**DATA SHOWN:**
◆ ◆ ◆ ◆ ◆

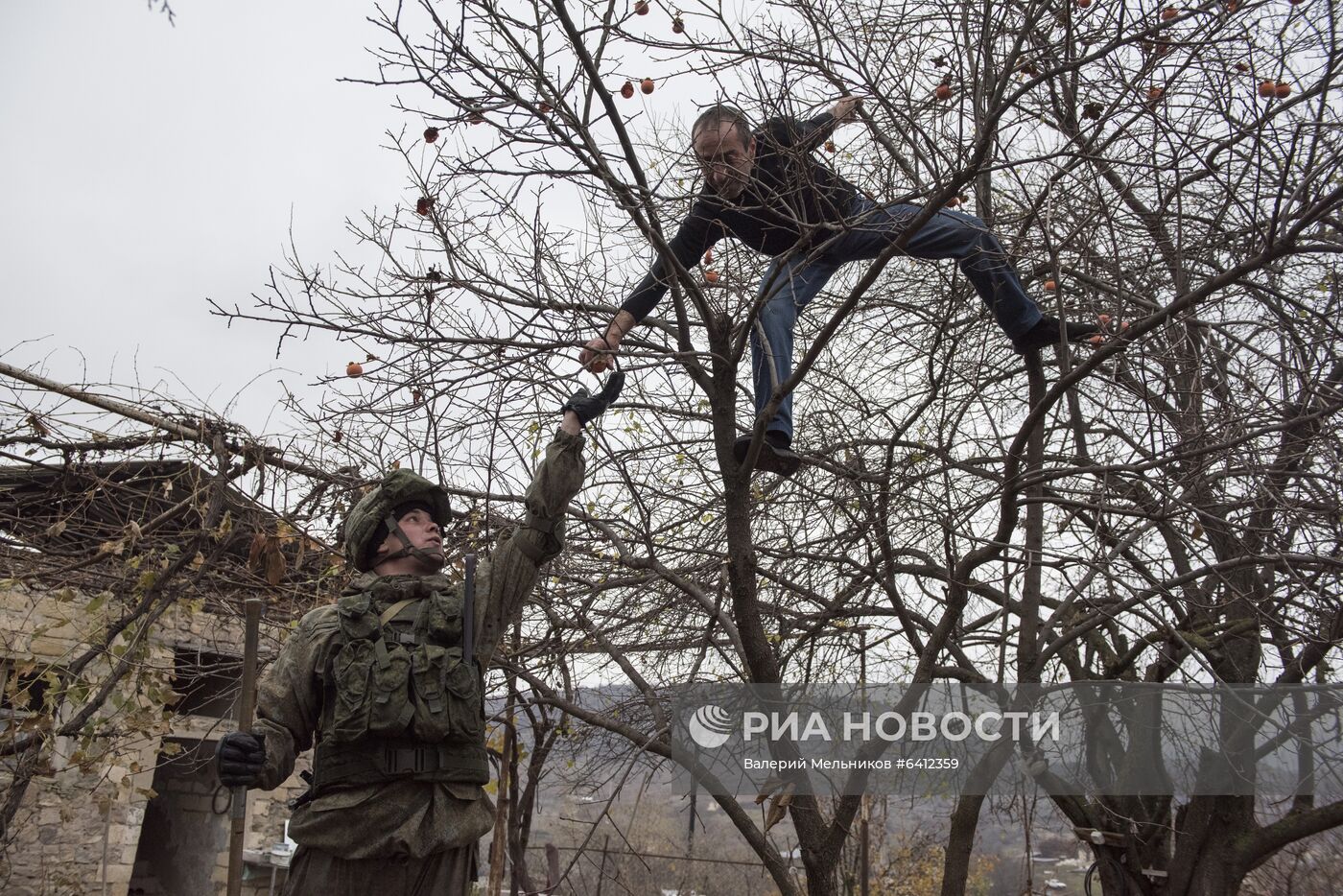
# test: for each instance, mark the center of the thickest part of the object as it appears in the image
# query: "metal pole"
(246, 707)
(865, 879)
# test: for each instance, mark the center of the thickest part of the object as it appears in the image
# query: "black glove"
(588, 407)
(239, 759)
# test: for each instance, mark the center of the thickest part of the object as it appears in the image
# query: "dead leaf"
(778, 808)
(274, 562)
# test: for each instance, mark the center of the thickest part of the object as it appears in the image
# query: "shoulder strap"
(389, 613)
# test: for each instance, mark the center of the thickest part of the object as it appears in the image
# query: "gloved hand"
(239, 759)
(588, 407)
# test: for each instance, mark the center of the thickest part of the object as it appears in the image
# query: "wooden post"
(246, 707)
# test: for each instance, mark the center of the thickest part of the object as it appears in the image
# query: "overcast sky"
(147, 167)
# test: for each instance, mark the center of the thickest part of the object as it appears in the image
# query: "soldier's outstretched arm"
(512, 571)
(288, 704)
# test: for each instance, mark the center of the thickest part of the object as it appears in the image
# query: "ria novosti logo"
(711, 725)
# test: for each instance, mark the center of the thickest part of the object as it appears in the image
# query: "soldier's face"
(727, 156)
(423, 532)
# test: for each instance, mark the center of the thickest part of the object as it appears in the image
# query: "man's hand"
(587, 407)
(845, 107)
(600, 353)
(239, 759)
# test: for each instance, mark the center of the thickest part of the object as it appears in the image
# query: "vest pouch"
(465, 703)
(433, 719)
(352, 673)
(443, 620)
(389, 711)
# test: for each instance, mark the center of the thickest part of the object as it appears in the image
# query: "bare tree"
(1161, 508)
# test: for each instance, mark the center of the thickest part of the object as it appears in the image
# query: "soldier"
(767, 190)
(389, 685)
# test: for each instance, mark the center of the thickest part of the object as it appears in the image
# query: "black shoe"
(775, 455)
(1047, 333)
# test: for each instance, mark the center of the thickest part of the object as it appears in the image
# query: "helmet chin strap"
(409, 550)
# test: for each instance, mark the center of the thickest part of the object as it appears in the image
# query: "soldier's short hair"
(721, 113)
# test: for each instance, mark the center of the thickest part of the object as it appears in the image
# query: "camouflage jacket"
(407, 817)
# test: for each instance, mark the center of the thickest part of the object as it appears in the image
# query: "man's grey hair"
(721, 113)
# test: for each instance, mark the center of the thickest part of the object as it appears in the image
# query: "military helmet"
(365, 522)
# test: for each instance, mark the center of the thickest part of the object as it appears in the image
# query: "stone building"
(128, 804)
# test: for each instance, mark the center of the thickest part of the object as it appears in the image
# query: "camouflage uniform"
(403, 836)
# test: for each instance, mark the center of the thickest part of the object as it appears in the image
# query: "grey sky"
(148, 167)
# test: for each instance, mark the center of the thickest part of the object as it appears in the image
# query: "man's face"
(422, 531)
(727, 154)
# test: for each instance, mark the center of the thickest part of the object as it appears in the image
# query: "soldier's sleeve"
(289, 696)
(507, 578)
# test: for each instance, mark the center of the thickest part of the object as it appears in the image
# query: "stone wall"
(144, 788)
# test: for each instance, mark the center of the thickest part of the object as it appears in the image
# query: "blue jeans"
(792, 281)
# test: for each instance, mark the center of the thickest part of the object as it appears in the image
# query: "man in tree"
(389, 684)
(767, 190)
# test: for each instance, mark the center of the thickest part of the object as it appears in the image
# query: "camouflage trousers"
(318, 873)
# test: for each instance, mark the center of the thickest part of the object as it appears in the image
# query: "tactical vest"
(402, 701)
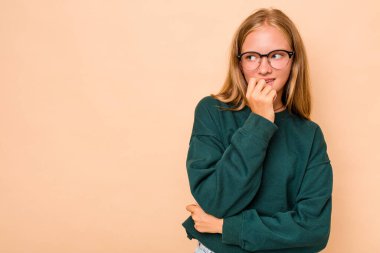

◆ ◆ ◆ ◆ ◆

Every entry above is to be transcribed exactly, with all pictures left out.

# test: for each instance, mark the center of the thickest part of the object as it appears in the image
# query: "metal pole"
(246, 707)
(865, 879)
# test: for each instance, mark the center of the thickest part of the object as it appears in the image
# query: "black glove"
(588, 407)
(239, 759)
# test: for each instance, mark the center of the thickest part of the object as it appears in the image
# query: "dead leaf"
(778, 808)
(274, 562)
# test: for each instance, mark the center of the thickest part of the object as it appears in the image
# query: "shoulder strap"
(389, 613)
# test: for each instance, mark the center of the thickest part of the object as it appears in the image
# query: "gloved hand"
(239, 759)
(588, 407)
# test: for each instance, mark the center of the thickest part of the object as it appears in the image
# query: "wooden post"
(246, 707)
# test: for each instance, mark the center of the thickest part of the object as it appears in the image
# query: "overcast sky"
(147, 167)
# test: for each instance, mark the center of the thickest part of the object as it appears in the image
# query: "soldier's outstretched arm"
(512, 571)
(288, 704)
# test: for each instance, mark the center of the thickest part of the object as it appears in the image
# query: "ria novosti logo"
(711, 725)
# test: for each instance, mark the center of the thickest part of the object as it appears in the image
# query: "soldier's face"
(727, 156)
(423, 532)
# test: for each instance, mark the center of the thickest part of the object as it appears in the image
# query: "man's hand"
(587, 407)
(845, 107)
(600, 353)
(239, 759)
# test: for each instance, mark the center of the thickest part of the object as it appears in the image
# query: "vest pouch"
(465, 703)
(433, 719)
(352, 673)
(443, 620)
(389, 711)
# test: for each instance, mark the center of the thickest part of the object as it appears in the image
# query: "bare tree"
(1161, 508)
# test: for each instance, mark the center of the thickest part of the object as it appears in the image
# query: "soldier"
(767, 190)
(389, 685)
# test: for each instance, mark the center of the thickest part of the object as it appears in the image
# query: "black shoe"
(775, 455)
(1047, 333)
# test: for each instance, mark the center of the thickest part of the object as it appears in the image
# query: "helmet chin strap"
(409, 550)
# test: for each instance, mark the center of the thickest part of the object as it appears in the image
# query: "soldier's short hair"
(721, 113)
# test: for each instance, mark the center of the thickest part of the object as it appears in the image
# query: "camouflage jacket"
(407, 817)
# test: for each instance, mark the center of the thickest part of the object as it appears in the image
# query: "man's grey hair"
(721, 113)
# test: for each instance, mark the center of the thickest part of the object as it appears in the image
# query: "military helmet"
(365, 522)
# test: for each instance, mark the center of the thickest part of the object as it appears in the image
# query: "stone building"
(128, 804)
# test: for each instance, mark the center of the thickest part of the object as it appears in the image
# query: "camouflage uniform"
(403, 836)
# test: for each instance, mark the center of the thickest part of the object as it appears in the image
# query: "grey sky"
(148, 167)
# test: for each instance, mark the center of the thickest part of the object as it appears in the image
# query: "man's face"
(422, 531)
(727, 154)
# test: for each instance, mark the center of the thickest part of the object as it appears in the image
# query: "soldier's sleeve"
(289, 696)
(507, 578)
# test: for each instance, mark the center of the thickest part of the object as it appears in the image
# query: "stone wall"
(144, 788)
# test: for each instance, mark the center of the thickest part of the object as it appears in the image
# query: "blue jeans"
(792, 281)
# test: for each instance, mark the center of the thickest part of the object as it appears in the image
# query: "man in tree"
(389, 684)
(767, 190)
# test: for each instance, mark the center of the thickest part of the object as it appears in the image
# query: "camouflage trousers"
(318, 873)
# test: for each instance, mark the center of the thickest part of the object as it appears in the image
# query: "tactical vest"
(402, 701)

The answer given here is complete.